RECORDS SHOWN:
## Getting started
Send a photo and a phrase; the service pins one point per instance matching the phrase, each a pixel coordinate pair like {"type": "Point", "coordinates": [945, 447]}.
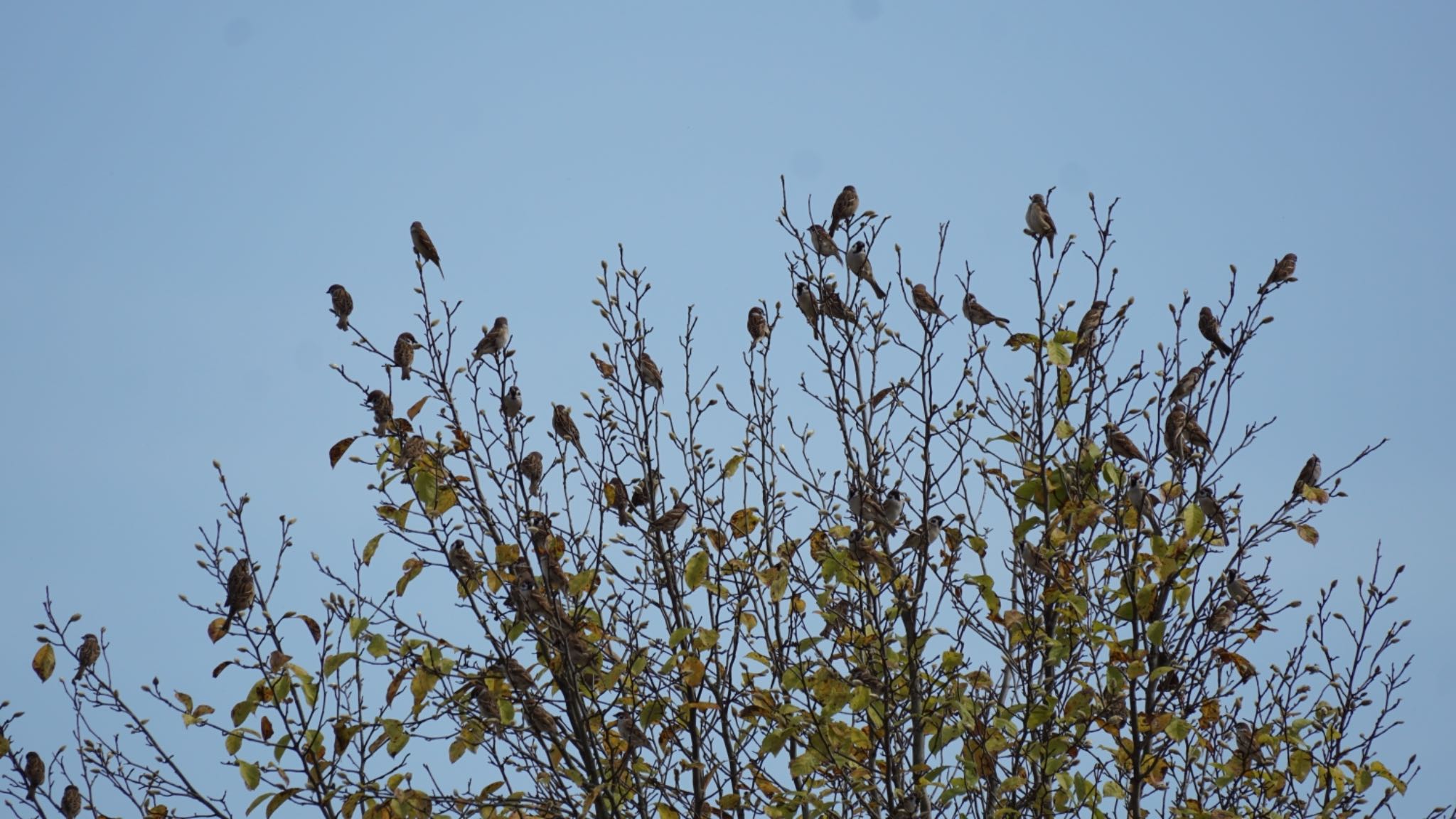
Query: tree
{"type": "Point", "coordinates": [996, 567]}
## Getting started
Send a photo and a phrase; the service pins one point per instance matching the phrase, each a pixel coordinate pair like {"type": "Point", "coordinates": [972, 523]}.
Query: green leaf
{"type": "Point", "coordinates": [250, 773]}
{"type": "Point", "coordinates": [696, 570]}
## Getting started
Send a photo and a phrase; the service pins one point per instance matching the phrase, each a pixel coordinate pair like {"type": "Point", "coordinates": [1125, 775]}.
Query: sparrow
{"type": "Point", "coordinates": [72, 802]}
{"type": "Point", "coordinates": [461, 562]}
{"type": "Point", "coordinates": [511, 402]}
{"type": "Point", "coordinates": [1086, 331]}
{"type": "Point", "coordinates": [845, 208]}
{"type": "Point", "coordinates": [757, 326]}
{"type": "Point", "coordinates": [424, 248]}
{"type": "Point", "coordinates": [858, 262]}
{"type": "Point", "coordinates": [1040, 223]}
{"type": "Point", "coordinates": [383, 408]}
{"type": "Point", "coordinates": [808, 305]}
{"type": "Point", "coordinates": [496, 338]}
{"type": "Point", "coordinates": [621, 500]}
{"type": "Point", "coordinates": [823, 242]}
{"type": "Point", "coordinates": [34, 774]}
{"type": "Point", "coordinates": [1123, 446]}
{"type": "Point", "coordinates": [532, 469]}
{"type": "Point", "coordinates": [648, 372]}
{"type": "Point", "coordinates": [86, 656]}
{"type": "Point", "coordinates": [1308, 477]}
{"type": "Point", "coordinates": [565, 429]}
{"type": "Point", "coordinates": [925, 302]}
{"type": "Point", "coordinates": [1187, 384]}
{"type": "Point", "coordinates": [672, 519]}
{"type": "Point", "coordinates": [976, 314]}
{"type": "Point", "coordinates": [926, 535]}
{"type": "Point", "coordinates": [343, 304]}
{"type": "Point", "coordinates": [1209, 327]}
{"type": "Point", "coordinates": [405, 353]}
{"type": "Point", "coordinates": [1174, 437]}
{"type": "Point", "coordinates": [239, 591]}
{"type": "Point", "coordinates": [1283, 272]}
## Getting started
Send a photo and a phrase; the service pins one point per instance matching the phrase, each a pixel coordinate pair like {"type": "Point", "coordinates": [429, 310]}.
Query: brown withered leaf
{"type": "Point", "coordinates": [337, 451]}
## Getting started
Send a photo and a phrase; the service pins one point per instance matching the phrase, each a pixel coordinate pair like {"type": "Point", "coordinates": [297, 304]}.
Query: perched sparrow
{"type": "Point", "coordinates": [34, 774]}
{"type": "Point", "coordinates": [1175, 437]}
{"type": "Point", "coordinates": [757, 327]}
{"type": "Point", "coordinates": [239, 591]}
{"type": "Point", "coordinates": [424, 248]}
{"type": "Point", "coordinates": [496, 338]}
{"type": "Point", "coordinates": [1209, 327]}
{"type": "Point", "coordinates": [808, 305]}
{"type": "Point", "coordinates": [621, 500]}
{"type": "Point", "coordinates": [565, 429]}
{"type": "Point", "coordinates": [648, 372]}
{"type": "Point", "coordinates": [672, 519]}
{"type": "Point", "coordinates": [1308, 477]}
{"type": "Point", "coordinates": [1039, 222]}
{"type": "Point", "coordinates": [823, 242]}
{"type": "Point", "coordinates": [925, 302]}
{"type": "Point", "coordinates": [976, 314]}
{"type": "Point", "coordinates": [1222, 616]}
{"type": "Point", "coordinates": [858, 262]}
{"type": "Point", "coordinates": [72, 802]}
{"type": "Point", "coordinates": [383, 408]}
{"type": "Point", "coordinates": [1283, 272]}
{"type": "Point", "coordinates": [343, 305]}
{"type": "Point", "coordinates": [86, 656]}
{"type": "Point", "coordinates": [1086, 331]}
{"type": "Point", "coordinates": [532, 470]}
{"type": "Point", "coordinates": [511, 402]}
{"type": "Point", "coordinates": [405, 353]}
{"type": "Point", "coordinates": [1187, 385]}
{"type": "Point", "coordinates": [926, 535]}
{"type": "Point", "coordinates": [461, 562]}
{"type": "Point", "coordinates": [1123, 446]}
{"type": "Point", "coordinates": [845, 208]}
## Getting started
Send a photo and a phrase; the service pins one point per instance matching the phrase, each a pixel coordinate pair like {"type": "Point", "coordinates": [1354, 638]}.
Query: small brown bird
{"type": "Point", "coordinates": [925, 302]}
{"type": "Point", "coordinates": [239, 591]}
{"type": "Point", "coordinates": [343, 304]}
{"type": "Point", "coordinates": [383, 408]}
{"type": "Point", "coordinates": [1209, 327]}
{"type": "Point", "coordinates": [86, 656]}
{"type": "Point", "coordinates": [1174, 437]}
{"type": "Point", "coordinates": [405, 353]}
{"type": "Point", "coordinates": [808, 305]}
{"type": "Point", "coordinates": [565, 429]}
{"type": "Point", "coordinates": [511, 402]}
{"type": "Point", "coordinates": [496, 338]}
{"type": "Point", "coordinates": [621, 500]}
{"type": "Point", "coordinates": [845, 208]}
{"type": "Point", "coordinates": [672, 519]}
{"type": "Point", "coordinates": [72, 802]}
{"type": "Point", "coordinates": [823, 242]}
{"type": "Point", "coordinates": [1040, 223]}
{"type": "Point", "coordinates": [757, 327]}
{"type": "Point", "coordinates": [1308, 477]}
{"type": "Point", "coordinates": [34, 774]}
{"type": "Point", "coordinates": [858, 262]}
{"type": "Point", "coordinates": [1088, 330]}
{"type": "Point", "coordinates": [532, 470]}
{"type": "Point", "coordinates": [1187, 385]}
{"type": "Point", "coordinates": [424, 248]}
{"type": "Point", "coordinates": [648, 372]}
{"type": "Point", "coordinates": [976, 314]}
{"type": "Point", "coordinates": [1123, 446]}
{"type": "Point", "coordinates": [1283, 272]}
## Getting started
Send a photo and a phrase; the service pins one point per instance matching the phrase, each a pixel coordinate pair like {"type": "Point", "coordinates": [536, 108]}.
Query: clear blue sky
{"type": "Point", "coordinates": [183, 181]}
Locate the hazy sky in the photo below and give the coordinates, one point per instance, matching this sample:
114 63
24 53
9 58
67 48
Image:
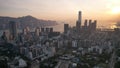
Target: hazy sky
105 11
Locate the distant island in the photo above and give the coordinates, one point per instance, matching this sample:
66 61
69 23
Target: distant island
25 21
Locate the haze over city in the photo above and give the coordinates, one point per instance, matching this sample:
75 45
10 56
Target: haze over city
107 12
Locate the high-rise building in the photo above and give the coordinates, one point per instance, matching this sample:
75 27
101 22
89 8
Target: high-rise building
37 31
51 30
13 29
66 28
42 29
78 23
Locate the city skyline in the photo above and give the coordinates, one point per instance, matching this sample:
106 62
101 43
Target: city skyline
105 11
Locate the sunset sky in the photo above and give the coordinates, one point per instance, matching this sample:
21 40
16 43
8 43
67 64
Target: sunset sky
107 12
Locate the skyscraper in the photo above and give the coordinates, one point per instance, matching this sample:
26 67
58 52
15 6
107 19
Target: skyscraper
78 23
66 28
13 29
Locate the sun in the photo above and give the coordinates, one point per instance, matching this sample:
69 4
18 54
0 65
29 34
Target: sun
116 10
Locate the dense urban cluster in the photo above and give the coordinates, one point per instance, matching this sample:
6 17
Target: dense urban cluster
77 47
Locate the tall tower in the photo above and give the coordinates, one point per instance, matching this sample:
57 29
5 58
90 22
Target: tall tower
79 16
66 28
13 29
78 23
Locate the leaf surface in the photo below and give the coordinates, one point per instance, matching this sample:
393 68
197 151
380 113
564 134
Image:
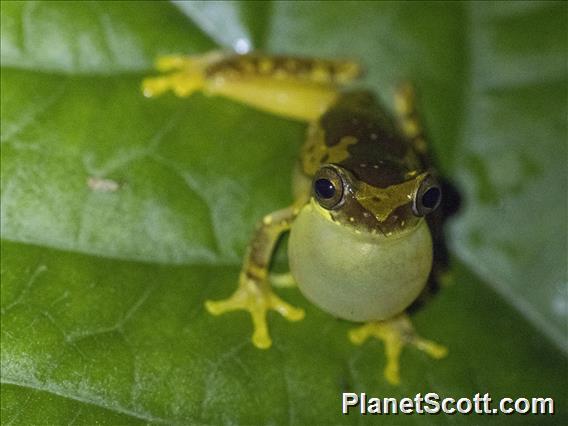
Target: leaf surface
121 215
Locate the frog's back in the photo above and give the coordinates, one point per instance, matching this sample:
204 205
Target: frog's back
358 134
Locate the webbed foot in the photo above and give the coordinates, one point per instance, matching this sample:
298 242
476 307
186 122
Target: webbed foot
186 74
395 333
257 298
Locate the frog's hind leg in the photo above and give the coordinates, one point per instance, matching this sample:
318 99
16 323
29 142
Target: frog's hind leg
293 87
409 119
395 333
253 293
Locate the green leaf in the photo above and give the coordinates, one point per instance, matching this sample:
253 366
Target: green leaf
121 215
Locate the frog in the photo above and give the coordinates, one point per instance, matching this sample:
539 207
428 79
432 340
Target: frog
359 247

SHORT TASK:
Omit the pictures and write out exactly the lines from the one containing "Locate the dense" through the last line of the material.

WRITTEN SOLUTION:
Locate the dense urban cluster in the photo above and give the coordinates, one point per instance, matching this sample:
6 17
Target: dense urban cluster
77 47
Locate the tall tower in the photo above and give the coordinates, one point per instance, matching this sample:
57 29
5 58
90 22
Target: tall tower
79 16
66 28
13 29
78 23
Locate the leaf surface in the photo below and give the coordinates, one point per instance, matching this sample:
393 68
197 151
380 113
564 134
Image:
Target: leaf surface
121 215
Locate the frog's back in the photo above and give the coordinates, one point per instance, matching this sample:
204 205
Target: frog's back
358 134
Locate the webbed foot in the photo above and give the coordinates, one point per instance, matching this sample:
298 242
476 307
186 122
Target: webbed foot
186 74
395 333
257 298
Locate the frog's hind leg in the photo above and give the coordinates, one point per instance, matching this sample:
318 99
16 323
29 142
Target: frog's hind leg
293 87
409 119
395 333
253 293
Locate the green leaf in the photo above and give the coordinates, one point per instance, matching this sample:
253 366
Target: green leaf
121 215
Locate the frog in the photo above and give the coordinates, one point per instance, matching this sample:
539 207
428 79
432 340
Target: frog
359 247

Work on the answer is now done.